----- Текст
Эту особенность всякого живого символа мы называем его многомерностью, которая является у нас, таким образом, слиянием разнообразных структурно-семантических категорий в одно нераздельное целое. Только в таком своем виде символ жизни может обращать на себя ее логику развития, и только в таком виде символ может сохранить за собой свою реально-познавательную значимость. На ряде примеров мы сейчас убедимся в этом наглядно.

3. Античность (Гесиод и Платон). В «Теогонии» Гесиода (674—720) в тонах значительных и даже величественных изображается борьба олимпийцев и титанов, так называемая титаномахия. Если принять во внимание фигурирующие здесь художественные образы, то перед нами откроется картина, достойная вполне самодовлеющего и жизненно-незаинтересованного, к тому же весьма красиво поданного предмета. Однако ясно, что титаномахия символизирует собою борьбу слепых, доморальных, чисто природных стихий (это и есть титаны) с разумно-волевой и повсюду упорядочивающей человеческой силой (в предельном обобщении это — олимпийцы во главе с Зевсом). В результате победы разумно-волевой силы над стихийно-слепым хаосом жизни получает свое начало разумный, вполне упорядоченный и закономерный космос. Следовательно, титанома(171)хия у Гесиода не просто далекая от жизни, интересная лишь сама по себе картина. Она — символ упорядочения всего космоса, и Зевс становится его порождающей моделью. Следовательно, это уже символ второй степени. Но так как здесь мыслятся бесконечные подвиги Зевсова потомства на земле, да и самих богов, продолжающих дело Зевса на земле, то перед нами символ и третьей и четвертой степени. Кроме того, ясно, что здесь мы имеем дело с мифами и символические ряды возникают именно в области мифологии. Наконец, дело не обходится и без аллегории, поскольку тезис о могуществе Зевса формулируется здесь при помощи такой картины, которую вполне можно назвать также и иллюстрацией этого тезиса. Таковы же у Гесиода (там же, 720— 819) синтетические картины глубочайшего подземного Тартара, в котором залегают все концы и начала и где без снижения символической мифологии мы находим еще более сильный аллегоризм, а также и картина борьбы Зевса с Тифоном, так называемая тифония (там же, 820—868).
----------
----- Исходные строки
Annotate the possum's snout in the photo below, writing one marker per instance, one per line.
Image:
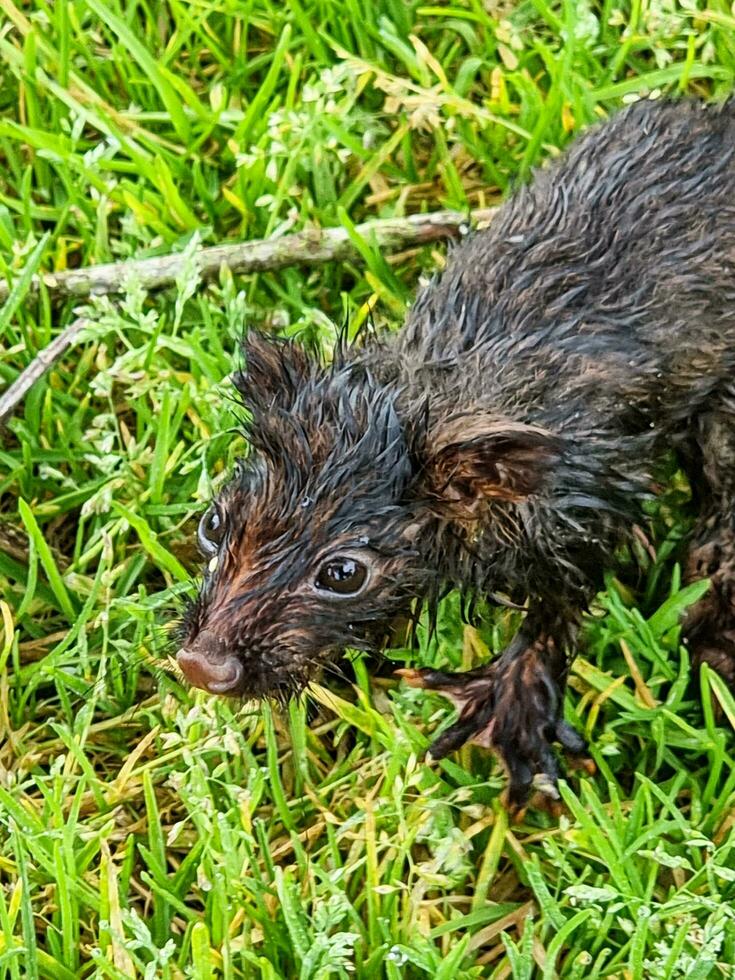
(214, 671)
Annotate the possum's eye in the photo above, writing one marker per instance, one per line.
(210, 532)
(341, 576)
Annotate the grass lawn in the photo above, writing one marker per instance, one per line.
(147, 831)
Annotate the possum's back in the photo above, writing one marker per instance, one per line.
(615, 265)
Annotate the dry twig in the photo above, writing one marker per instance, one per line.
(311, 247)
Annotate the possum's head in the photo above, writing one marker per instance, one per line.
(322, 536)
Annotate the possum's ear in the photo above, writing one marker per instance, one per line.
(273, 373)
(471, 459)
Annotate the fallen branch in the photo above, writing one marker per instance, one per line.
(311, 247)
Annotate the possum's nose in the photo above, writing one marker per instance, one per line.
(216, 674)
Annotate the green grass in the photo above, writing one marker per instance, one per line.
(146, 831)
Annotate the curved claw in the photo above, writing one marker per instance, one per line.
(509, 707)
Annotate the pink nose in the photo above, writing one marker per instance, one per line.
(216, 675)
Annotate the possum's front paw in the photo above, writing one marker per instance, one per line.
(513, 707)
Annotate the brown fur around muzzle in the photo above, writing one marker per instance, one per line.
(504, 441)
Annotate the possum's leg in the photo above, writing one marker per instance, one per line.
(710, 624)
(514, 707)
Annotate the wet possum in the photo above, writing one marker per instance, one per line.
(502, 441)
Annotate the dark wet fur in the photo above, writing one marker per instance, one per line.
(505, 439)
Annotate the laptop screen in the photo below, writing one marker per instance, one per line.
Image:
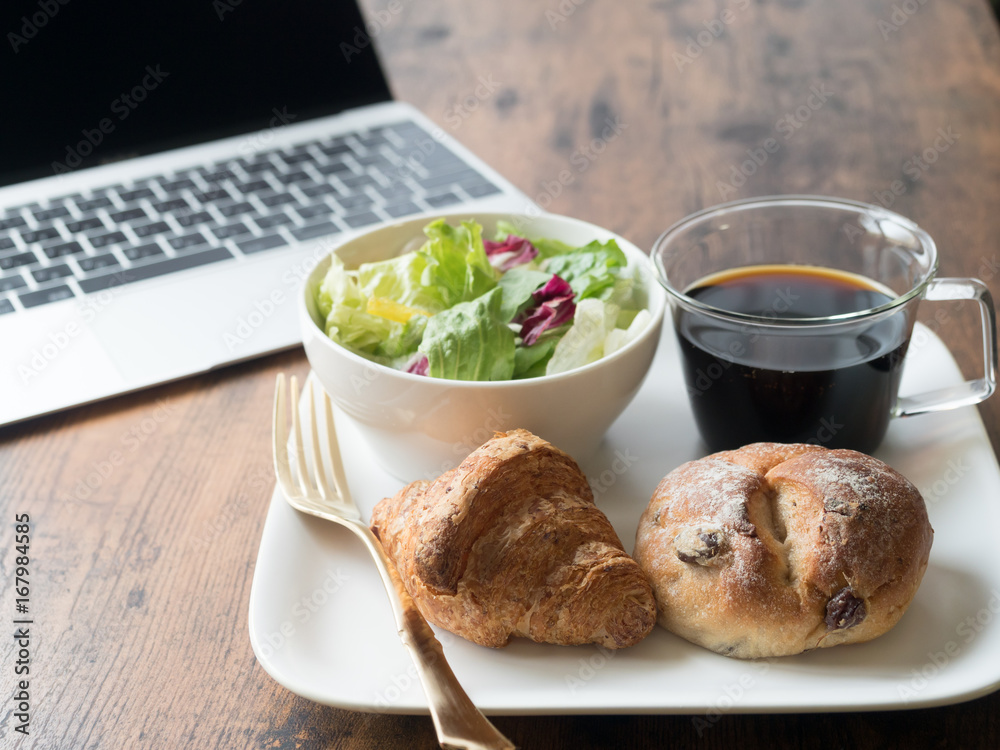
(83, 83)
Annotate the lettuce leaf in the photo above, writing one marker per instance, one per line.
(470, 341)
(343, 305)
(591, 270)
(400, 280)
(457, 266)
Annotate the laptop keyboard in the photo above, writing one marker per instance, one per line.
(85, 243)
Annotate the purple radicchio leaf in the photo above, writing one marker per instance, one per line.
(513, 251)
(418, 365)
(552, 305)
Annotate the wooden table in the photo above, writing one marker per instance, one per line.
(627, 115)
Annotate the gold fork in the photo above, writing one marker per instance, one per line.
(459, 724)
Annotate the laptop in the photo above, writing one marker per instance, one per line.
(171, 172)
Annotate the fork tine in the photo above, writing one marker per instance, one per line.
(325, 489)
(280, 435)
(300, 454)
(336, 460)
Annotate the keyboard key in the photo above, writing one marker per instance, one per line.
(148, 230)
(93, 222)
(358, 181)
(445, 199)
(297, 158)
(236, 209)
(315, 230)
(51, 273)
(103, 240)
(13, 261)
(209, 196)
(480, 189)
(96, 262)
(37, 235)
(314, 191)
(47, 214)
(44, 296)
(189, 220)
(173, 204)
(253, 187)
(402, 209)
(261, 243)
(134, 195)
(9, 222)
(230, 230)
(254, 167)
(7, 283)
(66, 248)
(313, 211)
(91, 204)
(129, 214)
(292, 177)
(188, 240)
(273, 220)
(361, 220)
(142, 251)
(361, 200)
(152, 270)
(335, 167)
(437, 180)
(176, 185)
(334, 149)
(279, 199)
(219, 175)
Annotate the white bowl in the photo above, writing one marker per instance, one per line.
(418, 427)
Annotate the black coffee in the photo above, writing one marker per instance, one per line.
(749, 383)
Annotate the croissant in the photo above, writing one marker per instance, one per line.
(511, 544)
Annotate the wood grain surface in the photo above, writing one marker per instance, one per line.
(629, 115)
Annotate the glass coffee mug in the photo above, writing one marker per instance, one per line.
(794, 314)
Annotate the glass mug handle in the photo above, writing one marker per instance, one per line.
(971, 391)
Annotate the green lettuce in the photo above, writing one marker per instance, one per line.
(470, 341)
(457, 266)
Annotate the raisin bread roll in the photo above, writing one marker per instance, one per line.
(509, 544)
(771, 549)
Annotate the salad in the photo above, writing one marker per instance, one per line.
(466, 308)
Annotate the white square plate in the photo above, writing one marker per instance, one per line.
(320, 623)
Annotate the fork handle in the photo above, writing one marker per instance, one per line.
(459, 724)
----------
■ Задача 1: Согласуются ли с текстом следующие утверждения? (а) Титаны в титаномахии символизируют разумно-волевую силу. (б) Зевс становится порождающей моделью упорядоченного космоса. (в) В титаномахии у Гесиода аллегории нет. На каждое ответьте «да» или «нет» и приведите решающие слова текста в точной цитате.
■ Задача 2: Объясните по тексту, почему титаномахия у Гесиода оказывается символом третьей и четвертой степени.

■ Письменный ответ 1:
(а) Нет: «борьбу слепых, доморальных, чисто природных стихий (это и есть титаны)».
(б) Да: «Она — символ упорядочения всего космоса, и Зевс становится его порождающей моделью».
(в) Нет: «Наконец, дело не обходится и без аллегории».

■ Письменный ответ 2: В титаномахии мыслятся бесконечные подвиги Зевсова потомства на земле. Мыслятся и подвиги самих богов, которые продолжают дело Зевса на земле. Поэтому она выступает символом третьей и четвертой степени.